● Passage shown
┄┄┄┄┄┄┄┄┄┄
The newly formed Boca Grande Farmers Market, located on the remote barrier island of Gasparilla Island in Southwest Florida, is just shy of completing its first full month of groundbreaking operations. Welcomed and embraced by the local community at large, the market is enjoying a resident and tourist resurgence of interest in farm-to-table and farm-to-fork food advocacy. With over 40 food and small business vendors appearing each week on “Farmers Market Friday,” organizers are attracting those interested in organic whole foods and other farmer produced items in the coastal community open-air event.
The successes have come with assorted challenges for the historic startup. For each week of operation, vendors have been presented with new footprint maps for booth locations and setup. “Starting a new market is challenging when you are unable to permanently mark spots and when the initial sifting and sorting of committed vendors is taking place,” said market founder Shauna Lee Lange.
“One wants to demonstrate stability and trust, and that kind of reliability is often only reached with maturity and age of a market. Absent a very firm belief that you can withstand the tidal ebbs and flows of change and challenge, a newly established market can have a difficult time growing roots.” Lange has no easy road ahead of her. In addition to her isolated location, she has parking issues (common to the unincorporated village), and she faces outdated ordinances restricting signage, originally designed to ensure conservation. “We plan to rely on the tried and true methods of word-of-mouth because we know that inevitably, a market’s foundation is built on the quality of and investment in interpersonal relationships. We know our product and our people will self-promote.”
Lange’s progress in the food desert, despite these initial obstacles, has been remarkable. The Market is now allied with the National Farmers Market Coalition and the Florida Department of Agriculture, with forthcoming plans to support Florida Organic Growers and American Farmland Trust. Already, several island chefs have expressed interest in working with the farmers on a larger scale. In supporting the establishment of a new food culture on island, a food product of frozen popsicles was gifted to attendees last week. Plans are in place for a Halloween celebration at the end of the month, including a costume contest for vendors and participants. And the invitation for the community to participate on a larger scale has already been taken up by a local “celebrity” who brought his family’s island-grown produce to market to share the wonders of foods like the miracle fruit. New this week, the Boca Grande Historical Society will also take up market residence to celebrate their 20th year of service and education.
┄┄┄┄┄┄┄┄┄┄
● Provided data
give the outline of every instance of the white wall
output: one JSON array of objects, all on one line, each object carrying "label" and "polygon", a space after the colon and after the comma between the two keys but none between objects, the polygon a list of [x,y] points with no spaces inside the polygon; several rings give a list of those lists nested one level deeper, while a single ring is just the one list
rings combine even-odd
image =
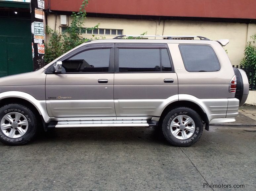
┄┄┄┄┄┄┄┄┄┄
● Challenge 1
Using the article on the Boca Grande Farmers Market, answer these questions:
(a) How many food and small business vendors appear each week on "Farmers Market Friday"?
(b) Who founded the market?
(c) Which organization will take up market residence this week to celebrate its 20th year of service and education?
● Challenge 2
Copy the part of the article on the Boca Grande Farmers Market that opens with the words containing "The successes have" and closes with "Shauna Lee Lange.", changing "footprint maps" to "layout plans".

● Written reply 1
(a) Over 40
(b) Shauna Lee Lange
(c) The Boca Grande Historical Society

● Written reply 2
The successes have come with assorted challenges for the historic startup. For each week of operation, vendors have been presented with new layout plans for booth locations and setup. “Starting a new market is challenging when you are unable to permanently mark spots and when the initial sifting and sorting of committed vendors is taking place,” said market founder Shauna Lee Lange.